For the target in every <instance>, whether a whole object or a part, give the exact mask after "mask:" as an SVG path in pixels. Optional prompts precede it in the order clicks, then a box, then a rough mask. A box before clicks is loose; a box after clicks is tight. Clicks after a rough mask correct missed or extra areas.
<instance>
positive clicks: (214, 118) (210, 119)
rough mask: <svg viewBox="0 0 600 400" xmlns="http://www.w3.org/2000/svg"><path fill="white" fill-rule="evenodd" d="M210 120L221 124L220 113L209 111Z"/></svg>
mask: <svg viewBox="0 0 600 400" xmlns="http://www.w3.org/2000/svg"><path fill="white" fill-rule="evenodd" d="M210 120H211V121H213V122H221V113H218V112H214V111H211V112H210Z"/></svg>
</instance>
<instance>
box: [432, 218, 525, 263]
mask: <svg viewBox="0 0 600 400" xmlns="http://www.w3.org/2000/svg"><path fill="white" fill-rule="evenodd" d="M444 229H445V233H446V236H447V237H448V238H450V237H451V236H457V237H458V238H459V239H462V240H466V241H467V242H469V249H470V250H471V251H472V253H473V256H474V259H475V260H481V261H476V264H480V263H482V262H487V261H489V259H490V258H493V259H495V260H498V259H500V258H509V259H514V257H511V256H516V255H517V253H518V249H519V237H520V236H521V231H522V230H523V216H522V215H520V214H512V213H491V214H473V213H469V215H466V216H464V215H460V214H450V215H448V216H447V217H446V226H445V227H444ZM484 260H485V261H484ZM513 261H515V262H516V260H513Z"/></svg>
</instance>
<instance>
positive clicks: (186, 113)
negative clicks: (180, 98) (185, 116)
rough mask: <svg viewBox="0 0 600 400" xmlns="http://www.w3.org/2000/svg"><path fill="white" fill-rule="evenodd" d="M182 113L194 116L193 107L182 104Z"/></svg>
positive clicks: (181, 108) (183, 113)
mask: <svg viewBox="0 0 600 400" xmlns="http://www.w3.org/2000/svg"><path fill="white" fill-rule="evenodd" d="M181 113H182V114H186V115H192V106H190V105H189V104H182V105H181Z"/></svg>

→ Problem to solve: Each record above needs to be transcribed word for word.

→ Response:
For the target in every <instance>, whether a whole object or a part, give the exact mask after "mask:" as an SVG path in pixels. Optional prompts precede it in the order clicks, then a box, then a rough mask. A box before clicks is loose; a box after clicks is tight. Clicks after a rough mask correct missed or extra areas.
<instance>
positive clicks: (214, 118) (210, 119)
rough mask: <svg viewBox="0 0 600 400" xmlns="http://www.w3.org/2000/svg"><path fill="white" fill-rule="evenodd" d="M210 120L221 124L220 113L209 111Z"/></svg>
mask: <svg viewBox="0 0 600 400" xmlns="http://www.w3.org/2000/svg"><path fill="white" fill-rule="evenodd" d="M210 120H211V121H213V122H221V113H218V112H214V111H211V112H210Z"/></svg>
</instance>
<instance>
box: [432, 218, 525, 263]
mask: <svg viewBox="0 0 600 400" xmlns="http://www.w3.org/2000/svg"><path fill="white" fill-rule="evenodd" d="M444 229H445V233H446V236H447V237H448V238H450V237H451V236H457V237H458V238H459V239H462V240H466V241H467V242H469V249H470V250H471V251H472V253H473V256H474V259H475V260H481V261H476V264H480V263H482V262H487V261H489V259H490V258H493V259H495V260H498V259H500V258H509V259H514V257H511V256H516V255H517V253H518V249H519V237H520V236H521V231H522V230H523V216H522V215H520V214H512V213H491V214H473V213H469V215H466V216H464V215H460V214H450V215H448V216H447V217H446V226H445V227H444ZM484 260H485V261H484ZM513 261H515V262H516V260H513Z"/></svg>
</instance>
<instance>
positive clicks: (186, 113)
negative clicks: (180, 98) (185, 116)
rough mask: <svg viewBox="0 0 600 400" xmlns="http://www.w3.org/2000/svg"><path fill="white" fill-rule="evenodd" d="M182 113L194 116L193 107L182 104Z"/></svg>
positive clicks: (181, 108) (183, 113)
mask: <svg viewBox="0 0 600 400" xmlns="http://www.w3.org/2000/svg"><path fill="white" fill-rule="evenodd" d="M181 113H182V114H186V115H192V106H190V105H189V104H182V105H181Z"/></svg>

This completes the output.